OBJETIVO DECLARADO 1 — Expresa como tabla Markdown la parte de los registros que va desde el comienzo hasta la línea que contiene "839, 97, 942, 159", ambas incluidas, con las columnas "Fila" y "Línea" y sin las líneas en blanco.

PASAJE PROPORCIONADO —
▽
El fracaso de mi generación

Una vez le oí decir a Antonio Muñoz Molina que en 1975, cuando murió el dictador, en España no había casi demócratas: la mitad del país era franquista y la otra mitad maoísta o bolchevique. La ahora aborrecida Transición consistió precisamente en que unos y otros aprendieran a vivir juntos. La mayoría de los franquistas se fueron resignando a suprimir los pelotones de fusilamiento y los bolcheviques retiraron las barricadas y disolvieron los sóviets.

Yo tenía entonces 13 años y una mirada perpleja de la realidad política, pero recuerdo bien que durante las dos décadas siguientes viví en un país aparentemente entusiasmado, satisfecho de sí mismo, orgulloso de tener paz y de haber desterrado por fin los fantasmas de la historia. En pocos años se logró forjar instituciones democráticas, se pusieron las bases del Estado del bienestar, se transformaron completamente las reglas morales de convivencia, se revolucionaron las infraestructuras, se ingresó en Europa y se aprobaron estatutos de autonomía que garantizaban la mayor descentralización de gobierno que nunca había habido en España. Se consiguió que una ciudadanía paleta, asustada, beata y con olor a potaje de Cuaresma comenzara a vivir en la modernidad.

Aquello no era Jauja, por supuesto: había un desempleo altísimo, pervivía la corrupción endémica del país y seguía dando coletazos sanguinarios el monstruo devorador de ETA. Pero a pesar de todo eso teníamos la sensación de que la generación de nuestros padres había conseguido construir un país tolerante, innovador, inclusivo y desacomplejado. Y progresista.

Luego hemos llegado a saber, gracias en buena medida a esa izquierda purísima que renació en el 15-M, que todo aquello era mentira. Que aunque teníamos la impresión de estar forjando entre todos un futuro mejor, en realidad éramos solo títeres sacudidos por la mano de los poderosos. Que se hizo solo lo que se pudo, en vez de haber hecho —como era debido— lo que no se podía. Que en aquel régimen, en fin, los asuntos importantes se resolvían en los reservados de los restaurantes, en lugar de resolverse, como se ha hecho siempre, en las trincheras.

En aquellos años remotos, el nacionalismo no era nacionalismo, sino pura rebeldía. Llevábamos la senyera y la ikurriña en las camisetas porque eran los símbolos de la libertad de los pueblos. Luego fue pasando el tiempo y se hizo cada vez más imposible conciliar racionalmente esa idea escurridiza y abstracta de pueblo con la reivindicación de las identidades mestizas y con el derecho de ciudadanía, pero a pesar de ello se prosiguió con el galimatías ideológico hasta hoy mismo.
△
OBJETIVO DECLARADO 2 — Reescribe el fragmento del texto sobre la Transición que empieza con las palabras "En aquellos años" y termina con "hasta hoy mismo.", cambiando "galimatías" por "embrollo".

REGISTROS GUARDADOS —
▽
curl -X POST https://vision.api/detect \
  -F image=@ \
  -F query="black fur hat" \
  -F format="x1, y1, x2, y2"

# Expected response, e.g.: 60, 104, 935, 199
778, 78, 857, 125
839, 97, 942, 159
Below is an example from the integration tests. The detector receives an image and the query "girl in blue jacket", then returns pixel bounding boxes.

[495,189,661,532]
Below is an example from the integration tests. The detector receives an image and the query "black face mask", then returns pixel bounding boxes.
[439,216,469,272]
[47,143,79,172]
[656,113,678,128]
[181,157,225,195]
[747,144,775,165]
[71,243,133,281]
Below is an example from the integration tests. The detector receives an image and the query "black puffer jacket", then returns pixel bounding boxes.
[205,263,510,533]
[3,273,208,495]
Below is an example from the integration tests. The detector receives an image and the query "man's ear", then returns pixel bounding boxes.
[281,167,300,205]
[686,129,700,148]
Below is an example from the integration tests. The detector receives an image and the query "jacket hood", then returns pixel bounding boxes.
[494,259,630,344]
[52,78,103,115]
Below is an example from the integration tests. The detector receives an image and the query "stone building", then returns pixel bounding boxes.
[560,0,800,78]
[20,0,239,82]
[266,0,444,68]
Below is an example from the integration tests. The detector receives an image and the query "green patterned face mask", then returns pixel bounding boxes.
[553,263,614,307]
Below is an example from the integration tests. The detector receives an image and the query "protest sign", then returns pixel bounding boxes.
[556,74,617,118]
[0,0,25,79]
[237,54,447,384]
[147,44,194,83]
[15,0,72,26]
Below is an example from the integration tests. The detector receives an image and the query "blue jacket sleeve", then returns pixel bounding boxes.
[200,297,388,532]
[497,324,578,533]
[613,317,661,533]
△
SALIDA COMPLETA 1 —
| Fila | Línea |
|---|---|
| 1 | curl -X POST https://vision.api/detect \ |
| 2 |   -F image=@ \ |
| 3 |   -F query="black fur hat" \ |
| 4 |   -F format="x1, y1, x2, y2" |
| 5 | # Expected response, e.g.: 60, 104, 935, 199 |
| 6 | 778, 78, 857, 125 |
| 7 | 839, 97, 942, 159 |

SALIDA COMPLETA 2 —
En aquellos años remotos, el nacionalismo no era nacionalismo, sino pura rebeldía. Llevábamos la senyera y la ikurriña en las camisetas porque eran los símbolos de la libertad de los pueblos. Luego fue pasando el tiempo y se hizo cada vez más imposible conciliar racionalmente esa idea escurridiza y abstracta de pueblo con la reivindicación de las identidades mestizas y con el derecho de ciudadanía, pero a pesar de ello se prosiguió con el embrollo ideológico hasta hoy mismo.